**WORK ORDER:** Continue the article on SPAC-driven public listings, picking up after its final sentence.

To that end, as reported this week, and as noted by PYMNTS on Monday (Oct. 19), order-to-cash solutions provider Billtrust and SPAC South Mountain Merger Corporation said they would merge in a deal that would bring Billtrust public.
As reported, the implied valuation of the yet to go public group (slated for a reported 2021 listing) stands at $1.3 billion, as measured through enterprise value. The firm will be known as BTRS Holdings and will trade on the tech-heavy NASDAQ exchange.
Separately, payments processor Paya made its own SPAC-driven debut on the public exchanges Monday. The listing came in the wake of a merger with another SPAC, FinTech Acquisition Corp. III. The stock (ticker is PAYA), was up a bit more than 6 percent headed into the close at roughly $12.50.
Not a bad showing, relatively speaking, when markets were down about 150 basis points on the day.
But one wonders if we’re headed toward some speed bumps. As noted in this space previously, SPACs comprise roughly 20 percent of the IPO market.
SPACs are blank-check development-stage shell companies that only exist to enable companies go public, at which time a reverse merger happens with a private firm.
Stats compiled by SPAC Insider show that, year to date, there have been 143 SPAC transactions, with gross proceeds of roughly $55.1 billion, with an average deal size of $385.5 billion. That dwarves the 2019 tally of 59 deals for gross proceeds of $13.6 billion, with an average deal size of $230.5 million.
That type of traction, and enthusiasm for this investment vehicle, speaks to a market that has been buoyant, in general, even in the wake of the pandemic. But eyeballing the latest spate of returns from a smattering of names that have gone public this year alone, annualized rates of return from names that have gone public since late July average more than 33 percent, via SPAC Insider data, while the broader markets have returned high single digit percentage points.

**EXTRACTED DATA:**
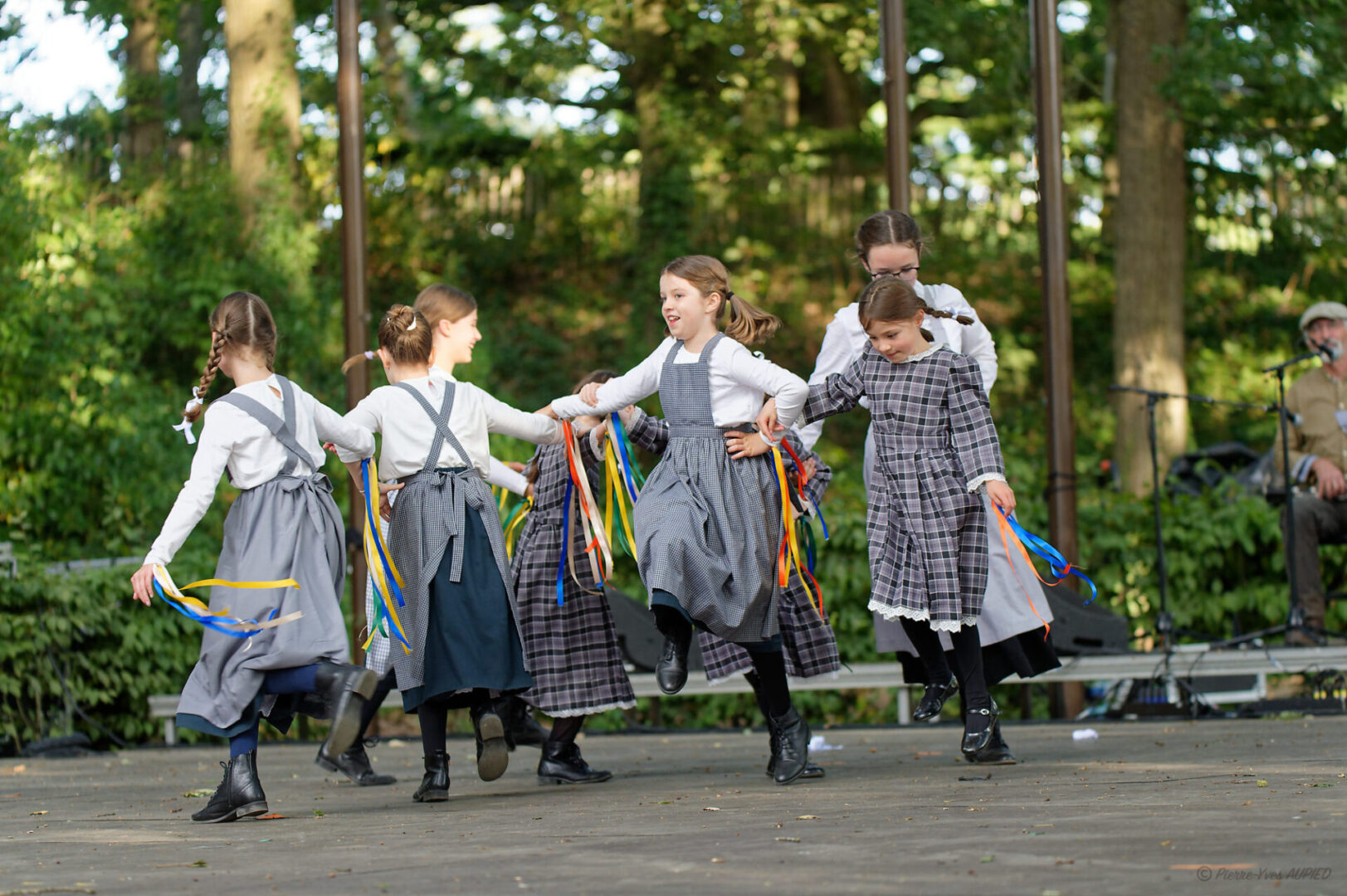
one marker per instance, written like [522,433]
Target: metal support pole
[350,125]
[897,136]
[1052,258]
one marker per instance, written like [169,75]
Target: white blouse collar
[935,347]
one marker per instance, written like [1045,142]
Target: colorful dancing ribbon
[220,620]
[514,524]
[1027,542]
[789,546]
[589,522]
[380,563]
[617,489]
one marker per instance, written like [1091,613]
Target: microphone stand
[1165,620]
[1295,612]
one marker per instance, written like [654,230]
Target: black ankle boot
[521,729]
[354,764]
[810,770]
[436,782]
[492,753]
[975,738]
[564,764]
[671,669]
[345,689]
[997,752]
[239,794]
[934,699]
[791,747]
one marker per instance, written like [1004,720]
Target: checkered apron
[807,640]
[932,434]
[706,527]
[432,509]
[571,650]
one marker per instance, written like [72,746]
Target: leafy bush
[112,654]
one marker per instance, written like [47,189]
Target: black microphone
[1330,349]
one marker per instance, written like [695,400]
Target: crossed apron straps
[282,429]
[441,421]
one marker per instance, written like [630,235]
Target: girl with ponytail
[706,524]
[447,541]
[267,433]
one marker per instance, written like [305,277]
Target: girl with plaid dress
[807,640]
[1014,611]
[447,541]
[936,451]
[571,647]
[707,526]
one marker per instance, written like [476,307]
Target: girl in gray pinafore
[447,541]
[707,526]
[285,524]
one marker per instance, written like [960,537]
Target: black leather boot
[521,729]
[354,764]
[810,770]
[997,752]
[934,699]
[492,752]
[791,747]
[564,764]
[345,689]
[975,736]
[239,794]
[436,781]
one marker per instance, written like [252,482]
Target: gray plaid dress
[706,527]
[807,639]
[571,650]
[934,438]
[449,548]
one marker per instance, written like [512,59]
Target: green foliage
[112,652]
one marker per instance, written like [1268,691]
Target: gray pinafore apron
[449,548]
[287,527]
[709,526]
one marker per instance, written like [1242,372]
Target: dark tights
[966,655]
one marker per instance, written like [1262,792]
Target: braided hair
[242,322]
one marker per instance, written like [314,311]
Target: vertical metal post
[1052,258]
[897,136]
[350,153]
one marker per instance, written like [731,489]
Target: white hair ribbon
[185,427]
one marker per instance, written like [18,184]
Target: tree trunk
[190,51]
[263,100]
[1150,239]
[144,110]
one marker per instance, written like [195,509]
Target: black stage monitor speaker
[1085,628]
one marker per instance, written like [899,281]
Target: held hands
[745,445]
[767,418]
[1001,494]
[1330,481]
[142,584]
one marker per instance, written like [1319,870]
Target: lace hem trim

**EXERCISE OUTPUT:**
We are not singling out any of the individual issuers here or sectors. As is germane to the payments space, the pivot toward electronic payments and contactless transactions is an inexorable one. And investors — private and public alike — like to see seismic shifts that result in top line growth.
But the risks that come with any hot sector — categorized by that old acronym FOMO (fear of missing out) — may be pronounced. As prices rise (that would be the acquisition prices), the implication is that it may be harder for SPACs to find attractive targets. And if no deals materialize, or if investors do not approve of the deals that are proposed, then that means SPACs may opt to return investors funds — after a hunt that could conceivably span a year or two. In addition some of the most nascent firms that catch SPACs’ eyes may have rather limited operating histories … which makes valuation (beyond sales multiples) difficult.
Getting in on the ground floor, as SPAC IPOs shoot skyward, looks more like grabbing onto a fast-moving elevator, with hopes that no one reverses course too quickly.